▸ Job 1
In the forum thread about the new HK USP .40, what total did the buyer pay for the pistol?

▸ Provided passage

● ● ● ● ●

# I picked up my new hk usp .40 today...



## jason0007 (Nov 21, 2006)

I picked it up today..it's the hk usp .40 v1 trigger, came with 2 13 rd mags...I ordered it on Monday and it arrived today...very fast vs budsgunshop (2.5 wks)...
those cdnn boys are really topnotched imo..
the pistol came nib, no scratches, no problems..paid $657 +backchecks+ffl fee....total $707..
they even threw in a free shooting glasses and a multi use scissors..

http://img201.imageshack.us/img201/1496/img2724xz9.jpg
http://img70.imageshack.us/img70/6462/img2726vj7.jpg

highly rec cdnn..!


----------



## Baldy (Jun 21, 2006)

Glad to here you pleased. I can't get their book to down load. Now all we need is your range report and more pictures. Good luck with your new KH you got a good one.


----------



## -gunut- (May 8, 2006)

Nice! I hope you enjoy it!


----------



## mw1311 (Feb 7, 2007)

Congrats! Let us know how it shoots!


----------



## mw1311 (Feb 7, 2007)

> Now all we need is your range report and more pictures.


+1


----------



## Shipwreck (Jan 26, 2006)

I know U are disappointed that it has no scratches :mrgreen: 

IF U mail it to me, I can put some on for U


----------



## FallGuy (Mar 7, 2007)

Congrats! I echo what you said about CDNN, that place took good care of me. Enjoy that HK! Welcome to the club!


----------



## Flanker (Jan 26, 2007)

*Great news*

You got a really good deal that price can't be had even close around here. enjoy shooting the new HK.:smt023


----------

● ● ● ● ●

▸ Provided entries
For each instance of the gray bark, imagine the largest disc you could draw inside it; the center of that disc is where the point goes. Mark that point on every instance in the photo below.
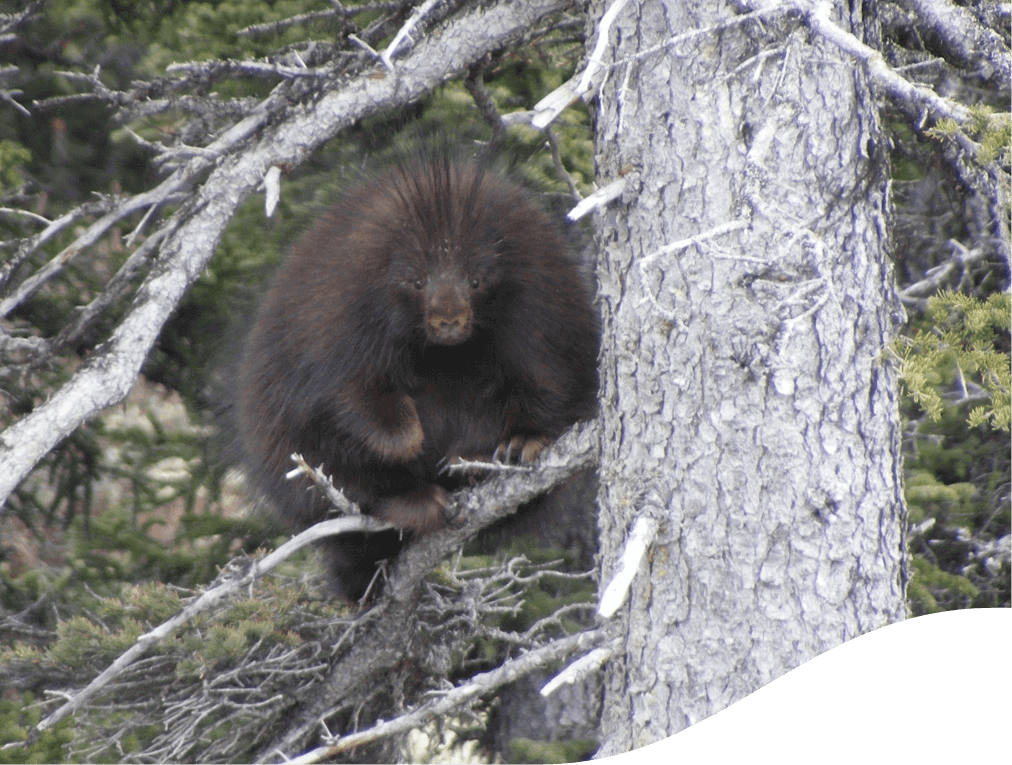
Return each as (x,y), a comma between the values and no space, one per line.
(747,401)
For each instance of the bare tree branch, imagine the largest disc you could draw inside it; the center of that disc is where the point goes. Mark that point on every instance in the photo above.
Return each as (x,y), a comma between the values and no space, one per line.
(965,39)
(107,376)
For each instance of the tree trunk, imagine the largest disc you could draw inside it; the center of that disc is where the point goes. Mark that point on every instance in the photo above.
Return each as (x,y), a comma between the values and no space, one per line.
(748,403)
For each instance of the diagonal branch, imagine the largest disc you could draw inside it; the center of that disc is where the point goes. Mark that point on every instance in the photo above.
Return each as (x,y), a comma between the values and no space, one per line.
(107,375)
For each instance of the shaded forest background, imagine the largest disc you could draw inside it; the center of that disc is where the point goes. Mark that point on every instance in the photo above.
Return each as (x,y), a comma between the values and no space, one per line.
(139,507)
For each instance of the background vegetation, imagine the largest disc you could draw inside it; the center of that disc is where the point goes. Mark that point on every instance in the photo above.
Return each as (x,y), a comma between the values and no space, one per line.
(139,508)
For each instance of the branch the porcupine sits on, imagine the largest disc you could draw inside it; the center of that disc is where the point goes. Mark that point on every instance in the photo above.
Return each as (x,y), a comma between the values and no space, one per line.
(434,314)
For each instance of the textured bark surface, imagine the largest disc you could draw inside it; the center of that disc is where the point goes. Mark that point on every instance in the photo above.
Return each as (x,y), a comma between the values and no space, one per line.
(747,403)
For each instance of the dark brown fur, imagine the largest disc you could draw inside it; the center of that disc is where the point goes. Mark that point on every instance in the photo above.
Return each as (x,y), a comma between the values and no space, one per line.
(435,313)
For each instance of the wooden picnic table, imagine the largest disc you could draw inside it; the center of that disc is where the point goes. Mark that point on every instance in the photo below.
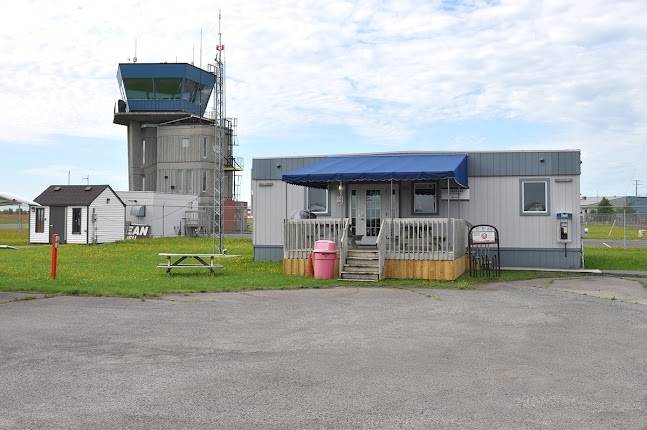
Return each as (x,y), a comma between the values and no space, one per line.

● ● ● ● ●

▸ Job 2
Write out the records again from the line holding "For each instance of the branch" through the end of the records, both ends included, with the requests. Increase every coordinate in the answers by 3, and leave out the pictures.

▸ Correct result 1
$707

▸ Correct result 2
For each instance of the branch the porcupine sits on, imagine the largest disc you could draw inside it; the center of that disc is where the point goes. Mark that point on every instance in the photo above.
Return each as (x,y), a comma between the values and no space, one per line.
(437,317)
For each instance of the textured bark surface, imagine the largest disc you could draw inside it; the center of that disc is where the point goes. Mark that point on every instance in the photo above.
Return each as (x,y), a comma between the values and no space, one per line.
(750,406)
For each instance of the dark brown fur, imagine the largest disc you could draw inside it; the center of that disc is where the point goes. Mark that point on every instance in the photo above.
Return each as (x,y), a comma between the values and no space, one per line.
(438,316)
For each instance of the wooden picnic table, imagine the largest disc you could draw inside it; the center of that disc is where the point goes. Mark that point on every instance in the photo below.
Return each as (x,y), a comma between the values and no space, one per line.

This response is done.